#### [DIRECTIONS FOR THIS TASK]
Repeat exactly, and only, the lines below starting at the line that contains "Target: man's face" and ending at the line that contains "Target: blue barrier", inclusive of both.

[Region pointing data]
┄┄┄┄┄┄┄┄┄┄┄┄┄┄┄┄┄┄┄┄
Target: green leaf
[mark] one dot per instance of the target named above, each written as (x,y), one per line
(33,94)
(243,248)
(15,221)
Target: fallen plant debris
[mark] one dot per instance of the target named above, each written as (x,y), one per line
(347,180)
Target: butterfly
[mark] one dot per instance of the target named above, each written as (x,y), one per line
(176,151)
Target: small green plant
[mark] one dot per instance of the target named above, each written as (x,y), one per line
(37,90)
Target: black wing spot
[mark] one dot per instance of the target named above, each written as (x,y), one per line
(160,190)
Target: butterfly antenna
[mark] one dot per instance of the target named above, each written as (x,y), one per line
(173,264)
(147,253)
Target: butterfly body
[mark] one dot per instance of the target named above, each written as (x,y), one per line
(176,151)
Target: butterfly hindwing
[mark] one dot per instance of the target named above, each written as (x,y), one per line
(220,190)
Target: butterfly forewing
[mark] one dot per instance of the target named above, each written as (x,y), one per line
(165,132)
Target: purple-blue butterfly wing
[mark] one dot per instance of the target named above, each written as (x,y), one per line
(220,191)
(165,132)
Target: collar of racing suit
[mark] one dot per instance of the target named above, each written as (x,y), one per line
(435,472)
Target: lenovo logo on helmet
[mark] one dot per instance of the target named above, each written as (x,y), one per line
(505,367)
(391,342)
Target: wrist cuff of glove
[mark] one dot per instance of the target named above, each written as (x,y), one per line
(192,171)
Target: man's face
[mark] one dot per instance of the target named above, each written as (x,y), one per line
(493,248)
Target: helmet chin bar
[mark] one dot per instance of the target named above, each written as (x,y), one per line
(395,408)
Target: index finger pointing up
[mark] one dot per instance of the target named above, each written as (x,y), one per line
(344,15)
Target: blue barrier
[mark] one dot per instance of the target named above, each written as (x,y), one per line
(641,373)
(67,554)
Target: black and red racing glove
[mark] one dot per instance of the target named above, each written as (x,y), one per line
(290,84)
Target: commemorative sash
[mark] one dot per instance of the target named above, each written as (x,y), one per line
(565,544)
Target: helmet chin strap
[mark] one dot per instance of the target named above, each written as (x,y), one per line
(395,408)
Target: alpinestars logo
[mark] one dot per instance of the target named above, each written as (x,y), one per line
┄┄┄┄┄┄┄┄┄┄┄┄┄┄┄┄┄┄┄┄
#### [TASK RESULT]
Target: man's face
[mark] one dot per instance of the target named above, each written as (x,y), one per line
(493,248)
Target: helmet chin bar
[mark] one dot per instance of the target named above, each written as (x,y), one per line
(395,408)
Target: index finger pointing up
[mark] one dot per instance of the target named above, each written as (x,y), one per line
(344,15)
Target: blue barrier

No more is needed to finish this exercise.